* What you have to do *
Could you reproduce every entry below word for word, leaving out the pictures?

* Supplied material *
▼▼▼
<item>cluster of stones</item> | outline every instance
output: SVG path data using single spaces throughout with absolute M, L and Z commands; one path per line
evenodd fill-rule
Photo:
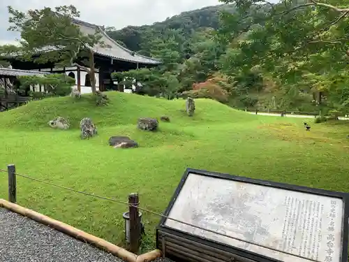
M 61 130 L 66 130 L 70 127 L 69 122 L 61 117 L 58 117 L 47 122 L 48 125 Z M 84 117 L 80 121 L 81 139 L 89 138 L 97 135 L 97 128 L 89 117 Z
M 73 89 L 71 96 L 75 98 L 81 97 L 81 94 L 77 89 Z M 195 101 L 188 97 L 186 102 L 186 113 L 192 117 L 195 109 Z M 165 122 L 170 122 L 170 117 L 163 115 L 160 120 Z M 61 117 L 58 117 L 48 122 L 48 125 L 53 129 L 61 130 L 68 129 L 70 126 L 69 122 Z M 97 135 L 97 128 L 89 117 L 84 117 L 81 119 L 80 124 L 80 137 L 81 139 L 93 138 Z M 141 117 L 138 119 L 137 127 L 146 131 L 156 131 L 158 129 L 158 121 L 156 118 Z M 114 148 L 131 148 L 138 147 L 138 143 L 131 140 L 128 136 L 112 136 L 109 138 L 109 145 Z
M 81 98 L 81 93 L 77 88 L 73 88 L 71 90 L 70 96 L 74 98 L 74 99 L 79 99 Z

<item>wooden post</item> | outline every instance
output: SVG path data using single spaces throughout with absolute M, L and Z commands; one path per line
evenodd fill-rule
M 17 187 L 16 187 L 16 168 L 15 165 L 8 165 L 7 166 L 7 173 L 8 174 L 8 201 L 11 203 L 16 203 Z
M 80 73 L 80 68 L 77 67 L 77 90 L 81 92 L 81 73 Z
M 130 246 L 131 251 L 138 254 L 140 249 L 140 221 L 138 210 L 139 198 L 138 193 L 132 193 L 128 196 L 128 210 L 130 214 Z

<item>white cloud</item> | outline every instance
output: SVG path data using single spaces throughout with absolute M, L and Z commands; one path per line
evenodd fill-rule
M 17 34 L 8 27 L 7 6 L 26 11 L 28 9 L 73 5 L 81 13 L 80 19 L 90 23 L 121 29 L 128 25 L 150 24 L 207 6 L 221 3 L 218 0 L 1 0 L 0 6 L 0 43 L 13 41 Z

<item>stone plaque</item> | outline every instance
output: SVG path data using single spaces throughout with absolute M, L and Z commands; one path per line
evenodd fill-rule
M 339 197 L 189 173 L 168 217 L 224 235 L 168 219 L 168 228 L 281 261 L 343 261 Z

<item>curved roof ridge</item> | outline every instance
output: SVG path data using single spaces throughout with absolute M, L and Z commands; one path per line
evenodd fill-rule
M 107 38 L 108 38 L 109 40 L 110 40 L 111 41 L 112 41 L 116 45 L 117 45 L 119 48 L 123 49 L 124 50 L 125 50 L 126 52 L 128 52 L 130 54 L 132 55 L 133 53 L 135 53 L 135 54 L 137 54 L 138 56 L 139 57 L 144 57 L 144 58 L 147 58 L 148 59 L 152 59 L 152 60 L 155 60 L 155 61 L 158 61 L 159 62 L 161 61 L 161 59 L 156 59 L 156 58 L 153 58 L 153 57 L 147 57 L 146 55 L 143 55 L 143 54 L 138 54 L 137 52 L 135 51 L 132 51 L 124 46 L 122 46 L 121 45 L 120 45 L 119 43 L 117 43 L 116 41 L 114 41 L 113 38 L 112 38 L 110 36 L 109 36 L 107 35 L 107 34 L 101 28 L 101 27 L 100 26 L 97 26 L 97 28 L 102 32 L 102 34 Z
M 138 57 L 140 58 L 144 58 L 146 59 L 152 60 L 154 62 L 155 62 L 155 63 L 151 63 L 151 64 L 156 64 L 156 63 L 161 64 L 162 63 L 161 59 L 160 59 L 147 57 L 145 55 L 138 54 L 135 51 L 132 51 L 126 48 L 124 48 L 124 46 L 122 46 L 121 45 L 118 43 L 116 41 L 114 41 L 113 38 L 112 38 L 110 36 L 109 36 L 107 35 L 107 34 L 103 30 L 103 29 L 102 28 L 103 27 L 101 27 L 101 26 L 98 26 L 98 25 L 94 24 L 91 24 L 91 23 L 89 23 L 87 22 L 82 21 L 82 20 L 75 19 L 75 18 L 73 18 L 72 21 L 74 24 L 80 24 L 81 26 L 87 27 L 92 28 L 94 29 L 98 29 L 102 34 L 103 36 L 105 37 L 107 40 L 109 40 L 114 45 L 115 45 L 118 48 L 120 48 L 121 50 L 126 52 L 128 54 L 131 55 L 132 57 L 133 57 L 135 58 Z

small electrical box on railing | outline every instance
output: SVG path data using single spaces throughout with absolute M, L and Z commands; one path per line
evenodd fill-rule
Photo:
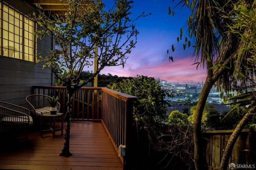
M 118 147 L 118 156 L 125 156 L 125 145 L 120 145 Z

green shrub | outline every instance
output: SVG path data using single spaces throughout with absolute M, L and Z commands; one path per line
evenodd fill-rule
▲▲▲
* Answer to the exercise *
<item>cluster of stones</item> | outline every instance
output: SVG path data using single spaces throughout with absolute M, L and Z commands; one path per line
evenodd fill-rule
Photo:
M 61 130 L 66 130 L 70 127 L 69 122 L 61 117 L 58 117 L 47 122 L 48 125 Z M 84 117 L 80 121 L 81 139 L 89 138 L 97 135 L 97 128 L 89 117 Z
M 73 89 L 71 96 L 75 98 L 81 97 L 81 94 L 77 89 Z M 195 101 L 188 97 L 186 102 L 186 113 L 192 117 L 195 109 Z M 165 122 L 170 122 L 170 117 L 163 115 L 160 120 Z M 61 117 L 58 117 L 48 122 L 48 125 L 53 129 L 61 130 L 68 129 L 70 126 L 69 122 Z M 97 135 L 97 128 L 89 117 L 84 117 L 81 119 L 80 124 L 80 137 L 81 139 L 93 138 Z M 141 117 L 138 119 L 137 127 L 146 131 L 156 131 L 158 129 L 158 121 L 156 118 Z M 114 148 L 131 148 L 138 147 L 138 143 L 131 140 L 128 136 L 112 136 L 109 138 L 109 145 Z
M 81 98 L 81 93 L 77 88 L 73 88 L 71 90 L 70 96 L 74 98 L 74 99 L 79 99 Z

<item>wooden post</item> | outline every instance
output: SVG path data using single spaces throughout with absolute M, L and Z commands; one path per line
evenodd fill-rule
M 17 187 L 16 187 L 16 168 L 15 165 L 8 165 L 7 166 L 7 173 L 8 174 L 8 201 L 11 203 L 16 203 Z
M 80 73 L 80 68 L 77 67 L 77 90 L 81 92 L 81 73 Z
M 130 246 L 131 251 L 138 254 L 140 249 L 140 221 L 138 210 L 139 198 L 138 193 L 132 193 L 128 196 L 128 210 L 130 214 Z

<item>white cloud</item> | outline every instance
output: SVG path data using single spaces throughout with absolute M, L and Z commands; one path per line
evenodd fill-rule
M 17 34 L 8 27 L 7 6 L 26 11 L 28 9 L 73 5 L 81 13 L 80 19 L 90 23 L 121 29 L 128 25 L 150 24 L 207 6 L 221 3 L 218 0 L 1 0 L 0 6 L 0 43 L 13 41 Z

<item>stone plaque</item> | outline every instance
output: SVG path data using single spaces throughout with absolute M, L and Z commands; one path per line
evenodd fill-rule
M 339 197 L 189 173 L 168 217 L 224 235 L 168 219 L 168 228 L 281 261 L 343 261 Z

<item>curved roof ridge</item> | outline every instance
output: SVG path data using single spaces throughout with absolute M, L and Z commands; one path per line
evenodd fill-rule
M 107 38 L 108 38 L 109 40 L 110 40 L 111 41 L 112 41 L 116 45 L 117 45 L 119 48 L 123 49 L 124 50 L 125 50 L 126 52 L 128 52 L 130 54 L 132 55 L 133 53 L 135 53 L 135 54 L 137 54 L 138 56 L 139 57 L 144 57 L 144 58 L 147 58 L 148 59 L 152 59 L 152 60 L 155 60 L 155 61 L 158 61 L 159 62 L 161 61 L 161 59 L 156 59 L 156 58 L 153 58 L 153 57 L 147 57 L 146 55 L 143 55 L 143 54 L 138 54 L 137 52 L 135 51 L 132 51 L 124 46 L 122 46 L 121 45 L 120 45 L 119 43 L 117 43 L 116 41 L 114 41 L 113 38 L 112 38 L 110 36 L 109 36 L 107 35 L 107 34 L 101 28 L 101 27 L 100 26 L 97 26 L 97 28 L 102 32 L 102 34 Z
M 138 57 L 140 58 L 144 58 L 146 59 L 152 60 L 154 62 L 155 62 L 155 63 L 151 63 L 151 64 L 156 64 L 156 63 L 161 64 L 162 63 L 161 59 L 160 59 L 147 57 L 145 55 L 138 54 L 135 51 L 132 51 L 126 48 L 124 48 L 124 46 L 122 46 L 121 45 L 118 43 L 116 41 L 114 41 L 113 38 L 112 38 L 110 36 L 109 36 L 107 35 L 107 34 L 103 30 L 103 29 L 102 28 L 103 27 L 101 27 L 101 26 L 98 26 L 98 25 L 94 24 L 91 24 L 91 23 L 89 23 L 87 22 L 82 21 L 82 20 L 75 19 L 75 18 L 73 18 L 72 21 L 74 24 L 80 24 L 81 26 L 87 27 L 92 28 L 94 29 L 98 29 L 102 34 L 103 36 L 105 37 L 107 40 L 109 40 L 114 45 L 115 45 L 118 48 L 120 48 L 121 50 L 126 52 L 128 54 L 131 55 L 132 57 L 133 57 L 135 58 Z

small electrical box on railing | outline every instance
output: SVG path data using single spaces throughout with absolute M, L and Z commands; one path per line
evenodd fill-rule
Photo:
M 118 147 L 118 156 L 125 156 L 125 145 L 120 145 Z

green shrub | outline every instance
output: SVG path data using single spaces throughout with absolute M, L and Z commands; one path per line
evenodd fill-rule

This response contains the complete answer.